--- Data provided ---

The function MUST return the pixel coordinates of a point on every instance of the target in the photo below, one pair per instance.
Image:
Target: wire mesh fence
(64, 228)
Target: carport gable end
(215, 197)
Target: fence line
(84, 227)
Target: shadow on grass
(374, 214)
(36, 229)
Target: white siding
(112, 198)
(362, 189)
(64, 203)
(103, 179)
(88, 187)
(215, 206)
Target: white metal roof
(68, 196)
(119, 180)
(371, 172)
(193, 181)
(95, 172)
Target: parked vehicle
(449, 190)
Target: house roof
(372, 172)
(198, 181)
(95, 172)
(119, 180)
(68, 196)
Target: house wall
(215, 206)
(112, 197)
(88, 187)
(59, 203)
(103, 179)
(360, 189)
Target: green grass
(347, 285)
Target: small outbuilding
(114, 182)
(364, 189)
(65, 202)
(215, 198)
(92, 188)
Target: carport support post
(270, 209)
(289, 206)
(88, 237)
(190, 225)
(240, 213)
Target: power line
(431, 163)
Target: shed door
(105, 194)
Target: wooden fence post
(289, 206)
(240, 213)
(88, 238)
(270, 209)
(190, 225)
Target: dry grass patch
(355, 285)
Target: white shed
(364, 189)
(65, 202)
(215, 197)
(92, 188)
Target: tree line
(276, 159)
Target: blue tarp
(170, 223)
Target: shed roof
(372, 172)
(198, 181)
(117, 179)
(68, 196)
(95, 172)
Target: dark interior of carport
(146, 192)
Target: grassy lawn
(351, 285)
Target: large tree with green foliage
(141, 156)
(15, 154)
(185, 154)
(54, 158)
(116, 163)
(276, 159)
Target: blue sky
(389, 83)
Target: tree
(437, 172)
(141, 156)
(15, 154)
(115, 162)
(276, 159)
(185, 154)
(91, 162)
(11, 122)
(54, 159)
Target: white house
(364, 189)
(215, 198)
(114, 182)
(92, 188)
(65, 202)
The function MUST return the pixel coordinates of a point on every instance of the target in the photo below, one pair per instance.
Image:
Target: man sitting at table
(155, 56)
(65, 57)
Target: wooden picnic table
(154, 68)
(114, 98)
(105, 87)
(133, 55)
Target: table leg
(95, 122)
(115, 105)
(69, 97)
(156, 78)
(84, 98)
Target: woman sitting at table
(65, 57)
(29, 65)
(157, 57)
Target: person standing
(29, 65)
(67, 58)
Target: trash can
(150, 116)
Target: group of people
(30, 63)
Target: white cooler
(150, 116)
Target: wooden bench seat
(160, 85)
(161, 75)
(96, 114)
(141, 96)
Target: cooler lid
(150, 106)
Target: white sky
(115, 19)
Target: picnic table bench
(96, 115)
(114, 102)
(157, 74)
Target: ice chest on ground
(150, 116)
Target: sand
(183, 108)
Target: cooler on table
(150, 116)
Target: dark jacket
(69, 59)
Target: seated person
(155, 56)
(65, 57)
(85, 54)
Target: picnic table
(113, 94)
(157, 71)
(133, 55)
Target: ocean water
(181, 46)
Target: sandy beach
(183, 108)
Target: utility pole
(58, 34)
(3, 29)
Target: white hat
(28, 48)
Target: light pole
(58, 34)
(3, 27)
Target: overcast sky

---

▸ **What to produce**
Print all of the entries exactly as they appear.

▸ **Exercise output**
The function MUST return the pixel coordinates of a point on every instance of the target in the photo below, one pair per instance.
Image:
Target: wire mesh fence
(64, 228)
Target: carport gable end
(215, 197)
Target: fence line
(84, 227)
Target: shadow on grass
(374, 214)
(36, 229)
Target: white siding
(112, 198)
(362, 189)
(64, 203)
(103, 179)
(88, 187)
(215, 206)
Target: white metal roof
(68, 196)
(119, 180)
(371, 172)
(193, 181)
(95, 172)
Target: parked vehicle
(449, 190)
Target: house roof
(372, 172)
(198, 181)
(95, 172)
(119, 180)
(68, 196)
Target: house wall
(215, 206)
(112, 197)
(88, 187)
(59, 203)
(103, 179)
(360, 189)
Target: green grass
(347, 285)
Target: small outbuilding
(114, 182)
(364, 189)
(65, 202)
(215, 198)
(92, 188)
Target: carport support post
(270, 209)
(289, 206)
(88, 237)
(190, 225)
(240, 213)
Target: power line
(431, 163)
Target: shed door
(105, 194)
Target: wooden fence post
(289, 206)
(240, 213)
(88, 238)
(270, 209)
(190, 225)
Target: dry grass patch
(355, 285)
Target: white shed
(364, 189)
(65, 202)
(215, 197)
(92, 188)
Target: tree line
(276, 159)
Target: blue tarp
(170, 223)
Target: shed roof
(372, 172)
(198, 181)
(117, 179)
(68, 196)
(95, 172)
Target: dark interior of carport
(146, 192)
Target: grassy lawn
(351, 285)
Target: large tree with green foliage
(141, 156)
(15, 154)
(185, 154)
(54, 158)
(116, 163)
(276, 159)
Target: blue sky
(389, 83)
Target: tree
(437, 172)
(141, 156)
(15, 154)
(115, 162)
(276, 159)
(185, 154)
(91, 162)
(11, 122)
(54, 159)
Target: white house
(364, 189)
(215, 198)
(114, 182)
(92, 188)
(65, 202)
The function MUST return the pixel coordinates of a point on every instance of the target in the photo below, one pair per instance.
Image:
Target: man sitting at table
(155, 56)
(65, 57)
Target: wooden picnic table
(154, 68)
(114, 98)
(105, 87)
(133, 55)
Target: table leg
(95, 122)
(115, 105)
(69, 97)
(156, 78)
(84, 98)
Target: woman sitting at table
(65, 57)
(29, 65)
(157, 57)
Target: person standing
(29, 65)
(67, 58)
Target: trash can
(150, 116)
Target: group of people
(30, 63)
Target: white cooler
(150, 116)
Target: wooden bench seat
(160, 85)
(161, 75)
(96, 114)
(141, 96)
Target: cooler lid
(150, 106)
Target: white sky
(115, 19)
Target: picnic table bench
(96, 115)
(114, 102)
(157, 74)
Target: ice chest on ground
(150, 116)
Target: sand
(183, 108)
Target: cooler on table
(150, 116)
Target: dark jacket
(69, 59)
Target: seated person
(155, 56)
(65, 57)
(85, 54)
Target: picnic table
(113, 94)
(157, 71)
(133, 55)
Target: ocean water
(181, 46)
Target: sandy beach
(183, 108)
Target: utility pole
(58, 34)
(3, 29)
Target: white hat
(28, 48)
Target: light pole
(58, 34)
(3, 27)
Target: overcast sky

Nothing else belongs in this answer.